++++ EXTRACTED ENTRIES ++++
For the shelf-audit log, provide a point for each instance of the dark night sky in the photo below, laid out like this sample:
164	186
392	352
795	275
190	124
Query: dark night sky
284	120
++++
§ **GIVEN REQUEST**: Put every line of the items above into a Markdown table with two columns, Row and Item line. Number each line in order and leave out any blank lines.

§ **THE SOLUTION**:
| Row | Item line |
|---|---|
| 1 | For the shelf-audit log, provide a point for each instance of the dark night sky in the photo below, laid out like this sample: |
| 2 | 164	186 |
| 3 | 392	352 |
| 4 | 795	275 |
| 5 | 190	124 |
| 6 | Query: dark night sky |
| 7 | 284	120 |